Per mancanza di una metafora più umana, la natura ciclica delle guerre di aggressione di Israele a Gaza comincia a somigliare a un caso di uroboro collettivo. Surriscaldato dall’odio dentro l’isolamento fisico e mentale della loro stessa occupazione, Israele è diventato così frastornato e aggressivo, così affamato di terra, di sangue e di vendetta, che ora infine sembra essersi rivoltata contro i suoi stessi figli – specialmente contro coloro che hanno ancora il coraggio e la coscienza di pronunciarsi contro le atrocità compiute dal loro governo a Gaza. Il mese scorso dei dimostranti pacifisti sono stati aggrediti in varie città da ultra-nazionalisti con bastoni e pietre. A Tel Aviv, alcuni degli assalitori indossavano magliette con slogan contro la sinistra che sono popolari tra i neo-nazisti europei. E’ difficile immaginare un caso più tragico di auto-cannibalizzazione simbolica.
Naturalmente, protestare contro la guerra non è stato mai gradito nella società israeliana. Un commentatore una volta ha colto l’atteggiamento del pubblico verso una protesta contro la guerra in un semplice slogan: “Tranquilli” Stiamo sparando!”. Tuttavia in anni recenti la società israeliana è sbandata in modo accentuato verso destra. Oggi opporsi alla guerra come israeliani vuol dire invitare all’esclusione sociale, alla derisione pubblica e – se di continua a essere ragionevoli – anche all’aggressione fisica. Chiedete a Gideon Levy, il famoso opinionista che scrive sul quotidiano Haaretz, e che è uno schietto critico dell’occupazione; sa tutto in proposito. Levy è stato aggredito verbalmente in diretta alla televisione e ha ricevuto minacce di morte in reazione alle sue vigorose critiche delle atrocità delle Forze di Difesa israeliane. Non può più camminare per strada senza che lo insultino o che gli sputino addosso, e il suo datore di lavoro si è trovato costretto di recente a fornirgli una guardia del corpo privata.
Lungi dal essere condannato dalla classe dirigente politica, il culto dell’uroboro è attivamente incoraggiato da coloro che sono al potere. Il preminente membro della Knesset, Yariv Levin, ha pubblicamente domandato che Levy venga processato per tradimento – un crimine che è punibile con la morte in tempi di guerra. Eldad Yaniv, un consigliere politico dell’ex premier Ehrud Barack,che sin presume sia moderato, ha scritto un messaggio molto sfacciato su Facebook: “Il defunto Gideon Levy. Abituatevi a questo.” Anche lo stesso Levy, non nuovo alla pubblica derisione e alle minacce di aggressione, è rimasto spiazzato: “Non ho mai avuto reazioni così dure, così violente e così intense,” ha detto di recente alla rivista Foreign Policy. “Ci troveremo davanti a un nuovo Israele dopo questa operazione….nazionalistico, religioso in molto modi, indottrinato, militariso, con pochissima empatia per il sacrificio dell’altra parte. In Israele nessuno si preoccupa affatto.”

=== Record forniti ===
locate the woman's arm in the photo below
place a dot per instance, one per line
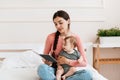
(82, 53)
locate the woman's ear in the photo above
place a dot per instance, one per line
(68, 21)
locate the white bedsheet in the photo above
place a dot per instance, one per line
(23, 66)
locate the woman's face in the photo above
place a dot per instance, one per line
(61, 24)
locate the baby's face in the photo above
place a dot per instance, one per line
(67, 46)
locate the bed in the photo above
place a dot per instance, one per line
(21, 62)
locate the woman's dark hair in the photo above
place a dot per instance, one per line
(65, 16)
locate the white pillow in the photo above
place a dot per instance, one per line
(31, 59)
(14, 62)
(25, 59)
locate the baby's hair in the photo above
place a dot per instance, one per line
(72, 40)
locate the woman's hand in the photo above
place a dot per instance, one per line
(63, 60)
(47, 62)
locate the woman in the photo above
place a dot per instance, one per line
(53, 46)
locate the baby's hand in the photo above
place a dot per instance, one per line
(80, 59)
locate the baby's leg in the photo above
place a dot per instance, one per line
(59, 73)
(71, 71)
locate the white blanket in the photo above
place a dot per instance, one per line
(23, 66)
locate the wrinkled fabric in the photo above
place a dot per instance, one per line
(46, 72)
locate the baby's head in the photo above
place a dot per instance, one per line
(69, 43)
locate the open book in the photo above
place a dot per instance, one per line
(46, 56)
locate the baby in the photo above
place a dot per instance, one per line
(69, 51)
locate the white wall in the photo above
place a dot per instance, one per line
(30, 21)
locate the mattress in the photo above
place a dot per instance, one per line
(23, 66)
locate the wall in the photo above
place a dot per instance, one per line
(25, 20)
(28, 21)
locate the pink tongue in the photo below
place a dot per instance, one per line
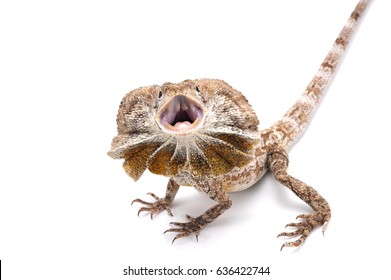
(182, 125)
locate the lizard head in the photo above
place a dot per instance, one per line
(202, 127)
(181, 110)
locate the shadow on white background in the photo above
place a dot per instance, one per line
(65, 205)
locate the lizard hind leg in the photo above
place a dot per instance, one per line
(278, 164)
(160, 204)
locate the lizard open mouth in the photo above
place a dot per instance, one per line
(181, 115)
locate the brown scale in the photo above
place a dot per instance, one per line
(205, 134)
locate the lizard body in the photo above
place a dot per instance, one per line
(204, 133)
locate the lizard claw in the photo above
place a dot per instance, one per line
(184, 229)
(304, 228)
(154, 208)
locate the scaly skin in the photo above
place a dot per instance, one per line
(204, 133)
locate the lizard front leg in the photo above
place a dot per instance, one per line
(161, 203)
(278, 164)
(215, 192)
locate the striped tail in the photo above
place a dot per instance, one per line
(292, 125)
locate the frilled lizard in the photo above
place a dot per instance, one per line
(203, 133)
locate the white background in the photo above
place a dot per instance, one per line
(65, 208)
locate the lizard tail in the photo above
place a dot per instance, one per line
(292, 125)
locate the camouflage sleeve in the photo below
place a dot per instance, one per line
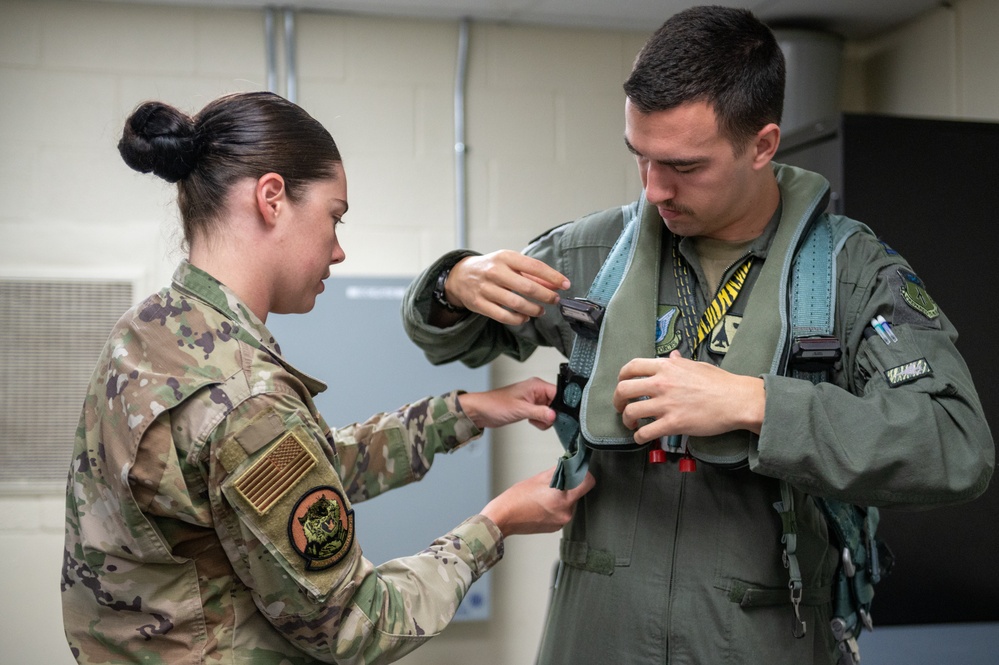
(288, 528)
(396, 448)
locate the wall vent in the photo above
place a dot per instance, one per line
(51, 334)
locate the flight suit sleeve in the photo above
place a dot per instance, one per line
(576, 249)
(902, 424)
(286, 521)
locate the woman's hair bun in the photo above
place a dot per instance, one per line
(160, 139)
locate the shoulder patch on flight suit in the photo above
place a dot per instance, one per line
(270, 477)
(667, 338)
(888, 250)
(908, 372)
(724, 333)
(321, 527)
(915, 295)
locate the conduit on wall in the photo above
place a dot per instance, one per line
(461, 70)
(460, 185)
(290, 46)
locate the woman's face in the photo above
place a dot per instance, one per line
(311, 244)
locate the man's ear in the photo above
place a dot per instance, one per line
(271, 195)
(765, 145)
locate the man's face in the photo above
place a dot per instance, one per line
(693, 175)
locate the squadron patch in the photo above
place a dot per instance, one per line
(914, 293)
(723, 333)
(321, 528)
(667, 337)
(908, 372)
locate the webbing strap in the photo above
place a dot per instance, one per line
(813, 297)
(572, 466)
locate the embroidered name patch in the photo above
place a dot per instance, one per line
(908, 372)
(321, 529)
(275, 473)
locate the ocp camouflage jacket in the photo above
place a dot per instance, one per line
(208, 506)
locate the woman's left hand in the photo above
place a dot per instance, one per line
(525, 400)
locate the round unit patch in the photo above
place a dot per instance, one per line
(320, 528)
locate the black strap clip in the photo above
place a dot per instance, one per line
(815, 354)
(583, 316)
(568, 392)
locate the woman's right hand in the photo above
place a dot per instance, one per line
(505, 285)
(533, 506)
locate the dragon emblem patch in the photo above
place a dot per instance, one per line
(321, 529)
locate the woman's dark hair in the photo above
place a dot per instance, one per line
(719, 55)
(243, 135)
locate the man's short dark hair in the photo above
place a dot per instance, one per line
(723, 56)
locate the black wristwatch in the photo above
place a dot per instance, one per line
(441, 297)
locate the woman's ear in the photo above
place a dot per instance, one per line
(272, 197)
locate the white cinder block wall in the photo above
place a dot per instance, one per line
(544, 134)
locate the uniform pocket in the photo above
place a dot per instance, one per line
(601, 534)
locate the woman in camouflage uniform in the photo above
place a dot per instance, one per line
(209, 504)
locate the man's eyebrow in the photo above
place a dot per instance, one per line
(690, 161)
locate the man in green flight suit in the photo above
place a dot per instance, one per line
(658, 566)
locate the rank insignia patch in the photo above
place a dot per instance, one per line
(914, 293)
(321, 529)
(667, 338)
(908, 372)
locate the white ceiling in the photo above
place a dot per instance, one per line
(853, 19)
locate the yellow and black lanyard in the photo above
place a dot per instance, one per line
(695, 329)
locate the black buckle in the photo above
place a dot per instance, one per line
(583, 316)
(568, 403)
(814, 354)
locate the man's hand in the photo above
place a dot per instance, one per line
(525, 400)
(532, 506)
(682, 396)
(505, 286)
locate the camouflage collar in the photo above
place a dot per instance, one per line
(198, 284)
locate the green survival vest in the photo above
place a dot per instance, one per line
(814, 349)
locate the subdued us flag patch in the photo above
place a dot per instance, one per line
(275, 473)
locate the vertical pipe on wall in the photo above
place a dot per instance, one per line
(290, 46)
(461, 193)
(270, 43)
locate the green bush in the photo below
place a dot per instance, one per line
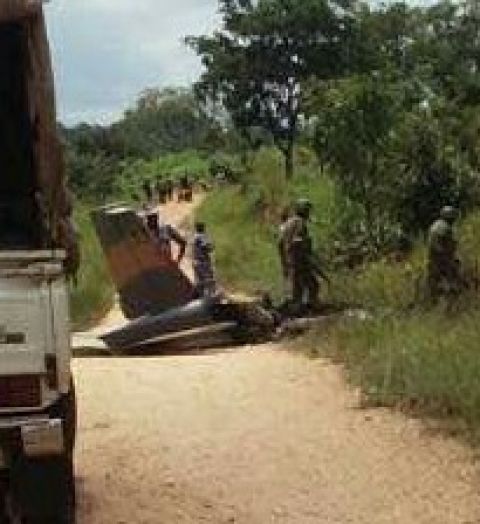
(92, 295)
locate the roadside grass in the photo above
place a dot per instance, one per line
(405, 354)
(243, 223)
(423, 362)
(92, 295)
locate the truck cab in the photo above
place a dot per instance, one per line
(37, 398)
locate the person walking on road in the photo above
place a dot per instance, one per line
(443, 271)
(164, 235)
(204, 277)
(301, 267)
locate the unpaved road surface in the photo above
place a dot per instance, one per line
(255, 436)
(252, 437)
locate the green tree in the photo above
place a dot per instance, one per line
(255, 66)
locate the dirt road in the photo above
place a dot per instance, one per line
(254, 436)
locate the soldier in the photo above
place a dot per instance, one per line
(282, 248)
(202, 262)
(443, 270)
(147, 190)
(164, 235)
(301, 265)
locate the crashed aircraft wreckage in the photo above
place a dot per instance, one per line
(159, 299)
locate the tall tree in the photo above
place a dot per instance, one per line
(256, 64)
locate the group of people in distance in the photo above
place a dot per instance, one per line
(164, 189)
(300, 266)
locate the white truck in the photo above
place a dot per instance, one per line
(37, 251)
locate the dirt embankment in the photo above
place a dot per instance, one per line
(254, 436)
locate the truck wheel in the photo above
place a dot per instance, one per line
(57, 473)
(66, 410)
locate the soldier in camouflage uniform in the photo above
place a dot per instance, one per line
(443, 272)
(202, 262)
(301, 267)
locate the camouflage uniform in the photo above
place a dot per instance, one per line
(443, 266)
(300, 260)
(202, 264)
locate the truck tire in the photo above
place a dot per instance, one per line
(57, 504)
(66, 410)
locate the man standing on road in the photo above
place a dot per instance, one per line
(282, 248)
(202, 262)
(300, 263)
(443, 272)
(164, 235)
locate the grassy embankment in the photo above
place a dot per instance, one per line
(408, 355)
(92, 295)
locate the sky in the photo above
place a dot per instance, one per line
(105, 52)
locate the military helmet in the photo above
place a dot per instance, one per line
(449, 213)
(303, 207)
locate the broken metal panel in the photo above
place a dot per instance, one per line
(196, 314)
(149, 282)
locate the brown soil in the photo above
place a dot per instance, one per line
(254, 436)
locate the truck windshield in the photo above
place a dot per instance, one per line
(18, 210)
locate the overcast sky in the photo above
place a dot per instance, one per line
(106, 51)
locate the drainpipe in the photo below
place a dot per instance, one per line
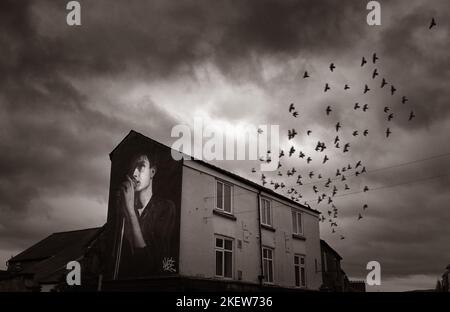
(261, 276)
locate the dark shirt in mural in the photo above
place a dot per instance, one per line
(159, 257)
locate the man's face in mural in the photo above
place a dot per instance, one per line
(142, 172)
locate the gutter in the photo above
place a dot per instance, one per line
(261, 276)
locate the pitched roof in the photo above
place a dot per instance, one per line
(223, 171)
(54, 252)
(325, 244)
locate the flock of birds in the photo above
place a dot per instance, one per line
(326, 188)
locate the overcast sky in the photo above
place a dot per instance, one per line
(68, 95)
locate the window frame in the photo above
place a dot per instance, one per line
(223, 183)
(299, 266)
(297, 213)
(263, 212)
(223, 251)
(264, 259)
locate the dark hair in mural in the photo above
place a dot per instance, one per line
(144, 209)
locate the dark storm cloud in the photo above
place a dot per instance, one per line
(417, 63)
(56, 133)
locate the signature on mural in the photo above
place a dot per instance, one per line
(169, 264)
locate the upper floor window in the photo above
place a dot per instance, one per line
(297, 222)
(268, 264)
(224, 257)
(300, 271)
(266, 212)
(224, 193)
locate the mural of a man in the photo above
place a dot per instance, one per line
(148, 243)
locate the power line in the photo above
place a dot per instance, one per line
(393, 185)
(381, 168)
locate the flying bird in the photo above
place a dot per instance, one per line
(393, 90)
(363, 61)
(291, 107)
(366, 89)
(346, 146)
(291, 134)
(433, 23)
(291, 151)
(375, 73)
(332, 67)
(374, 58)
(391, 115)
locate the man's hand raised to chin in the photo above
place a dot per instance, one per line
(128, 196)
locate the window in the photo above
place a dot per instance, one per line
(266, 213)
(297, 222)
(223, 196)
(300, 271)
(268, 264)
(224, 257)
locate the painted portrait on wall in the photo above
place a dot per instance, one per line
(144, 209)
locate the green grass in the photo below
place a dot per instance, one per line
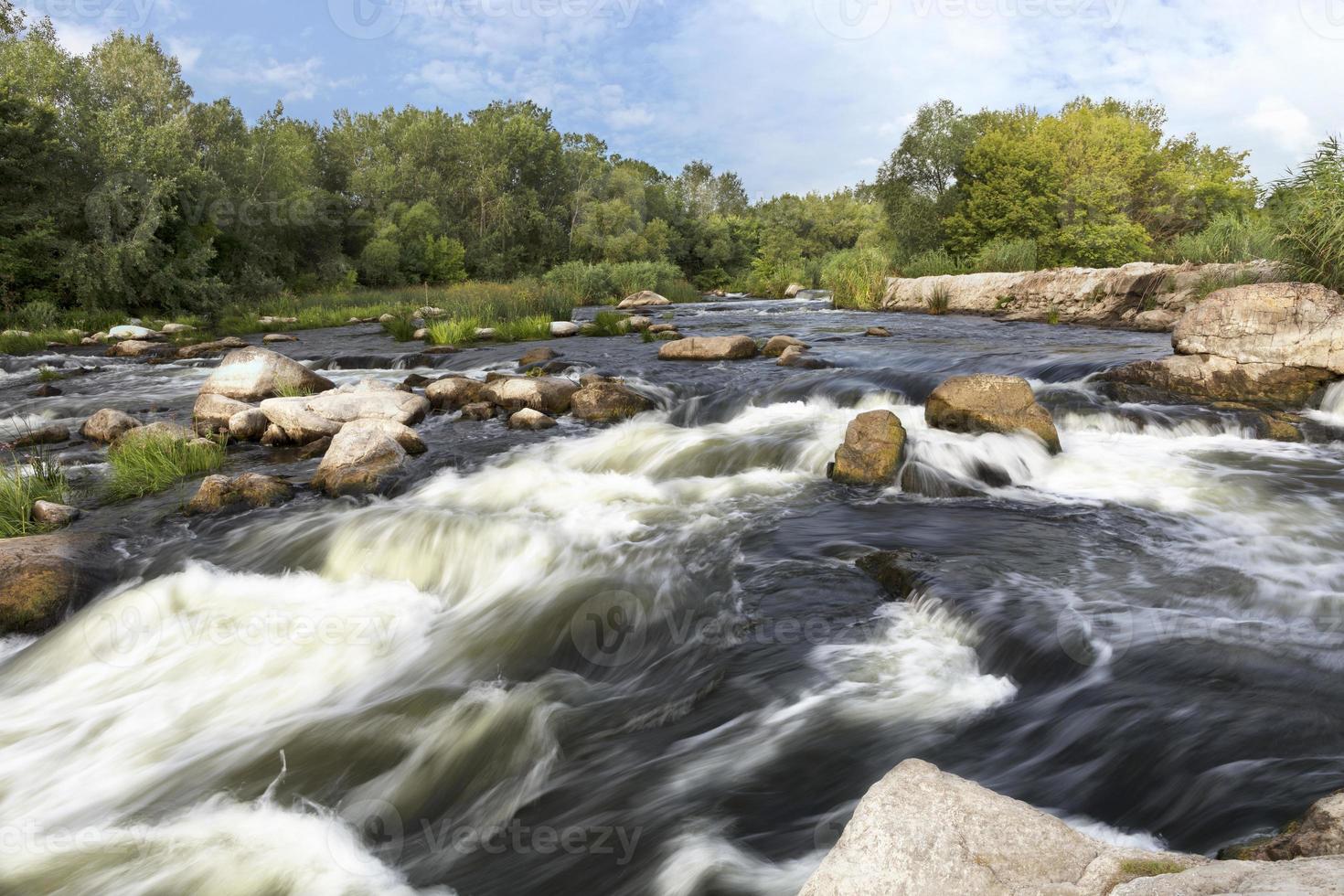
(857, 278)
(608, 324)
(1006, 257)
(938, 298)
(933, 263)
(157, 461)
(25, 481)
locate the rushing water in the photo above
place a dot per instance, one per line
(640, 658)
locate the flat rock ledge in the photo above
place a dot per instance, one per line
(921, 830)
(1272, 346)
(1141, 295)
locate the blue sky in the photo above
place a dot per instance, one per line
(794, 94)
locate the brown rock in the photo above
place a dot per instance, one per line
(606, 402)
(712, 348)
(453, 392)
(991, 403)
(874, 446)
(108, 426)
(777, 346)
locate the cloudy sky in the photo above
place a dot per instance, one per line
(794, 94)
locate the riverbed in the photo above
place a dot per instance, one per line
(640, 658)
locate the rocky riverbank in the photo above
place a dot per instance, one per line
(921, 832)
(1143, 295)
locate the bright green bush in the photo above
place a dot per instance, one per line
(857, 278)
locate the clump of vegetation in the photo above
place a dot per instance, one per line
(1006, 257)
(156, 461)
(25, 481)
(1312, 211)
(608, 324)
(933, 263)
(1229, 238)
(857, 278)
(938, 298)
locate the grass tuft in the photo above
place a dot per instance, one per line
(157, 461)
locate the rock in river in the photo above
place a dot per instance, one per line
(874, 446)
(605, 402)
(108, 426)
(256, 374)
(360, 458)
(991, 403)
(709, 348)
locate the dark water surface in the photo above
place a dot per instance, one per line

=== Compito assegnato ===
Cita alla lettera il tratto del documento che va da "Per mancanza di" fino a "di auto-cannibalizzazione simbolica.".

=== Risposta dell'esercizio ===
Per mancanza di una metafora più umana, la natura ciclica delle guerre di aggressione di Israele a Gaza comincia a somigliare a un caso di uroboro collettivo. Surriscaldato dall’odio dentro l’isolamento fisico e mentale della loro stessa occupazione, Israele è diventato così frastornato e aggressivo, così affamato di terra, di sangue e di vendetta, che ora infine sembra essersi rivoltata contro i suoi stessi figli – specialmente contro coloro che hanno ancora il coraggio e la coscienza di pronunciarsi contro le atrocità compiute dal loro governo a Gaza. Il mese scorso dei dimostranti pacifisti sono stati aggrediti in varie città da ultra-nazionalisti con bastoni e pietre. A Tel Aviv, alcuni degli assalitori indossavano magliette con slogan contro la sinistra che sono popolari tra i neo-nazisti europei. E’ difficile immaginare un caso più tragico di auto-cannibalizzazione simbolica.